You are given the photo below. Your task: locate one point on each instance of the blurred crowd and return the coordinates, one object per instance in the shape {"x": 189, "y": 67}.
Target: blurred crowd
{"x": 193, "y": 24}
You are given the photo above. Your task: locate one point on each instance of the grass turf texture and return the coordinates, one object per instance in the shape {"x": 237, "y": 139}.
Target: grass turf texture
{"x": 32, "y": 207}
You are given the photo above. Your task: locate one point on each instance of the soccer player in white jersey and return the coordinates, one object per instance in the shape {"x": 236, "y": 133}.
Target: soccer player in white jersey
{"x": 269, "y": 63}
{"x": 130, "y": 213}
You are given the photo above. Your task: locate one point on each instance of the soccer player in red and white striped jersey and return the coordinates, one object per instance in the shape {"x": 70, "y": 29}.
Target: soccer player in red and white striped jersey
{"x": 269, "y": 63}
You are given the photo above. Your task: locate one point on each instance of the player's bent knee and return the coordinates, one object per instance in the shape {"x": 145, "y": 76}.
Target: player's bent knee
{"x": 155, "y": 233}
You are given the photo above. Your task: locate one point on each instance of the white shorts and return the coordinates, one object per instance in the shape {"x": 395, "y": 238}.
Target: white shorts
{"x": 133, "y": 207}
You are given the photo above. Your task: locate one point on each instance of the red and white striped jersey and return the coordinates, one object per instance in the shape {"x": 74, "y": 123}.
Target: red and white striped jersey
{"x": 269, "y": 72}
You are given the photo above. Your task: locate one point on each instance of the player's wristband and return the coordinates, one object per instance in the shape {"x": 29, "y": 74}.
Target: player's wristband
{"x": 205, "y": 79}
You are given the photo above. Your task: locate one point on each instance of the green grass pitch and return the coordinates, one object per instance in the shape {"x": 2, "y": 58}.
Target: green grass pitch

——————

Task to carry out »
Retype all of the records above line for line, with no changes.

Solution below »
You are given the photo below. Your task: locate one point on each instance of the blurred crowd and return the coordinates, one object per instance in the shape {"x": 189, "y": 67}.
Target: blurred crowd
{"x": 193, "y": 24}
You are given the photo above. Your task: locate one point on each instance of the grass turf texture and return the coordinates, one object per instance in the shape {"x": 237, "y": 139}.
Target: grass turf texture
{"x": 32, "y": 207}
You are given the photo above. Your task: locate one point on each instance of the soccer player in white jersey and return the coordinates, one object per instance in the shape {"x": 236, "y": 133}.
Target: soccer player in white jersey
{"x": 269, "y": 63}
{"x": 130, "y": 213}
You are given the photo above. Your task: locate one point on each instance of the soccer player in red and white striped jersey and return the coordinates, one object per instance in the shape {"x": 70, "y": 29}.
Target: soccer player in red and white striped jersey
{"x": 269, "y": 63}
You are given the photo above. Your task: locate one point on each instance of the player's bent knee and return the coordinates, one object per instance in the shape {"x": 145, "y": 76}.
Target: player's bent knee
{"x": 155, "y": 233}
You are given the photo above. Your task: locate one point on each instance of the white shorts and return the coordinates, one object per instance in the shape {"x": 395, "y": 238}.
Target: white shorts
{"x": 133, "y": 207}
You are given the photo above. Your task: locate one point on each instance of the red and white striped jersey and return the coordinates, one object per instance in the shape {"x": 74, "y": 123}.
Target: red and white striped jersey
{"x": 269, "y": 72}
You are given the photo above. Your task: locate one point on each instance of the player's wristband and return the coordinates, one object per instance in the shape {"x": 29, "y": 74}.
Target: player's wristband
{"x": 205, "y": 79}
You are given the photo above. Your task: locate one point on each instance of the green grass pitch and return the coordinates, one object per instance in the shape {"x": 2, "y": 58}.
Target: green grass pitch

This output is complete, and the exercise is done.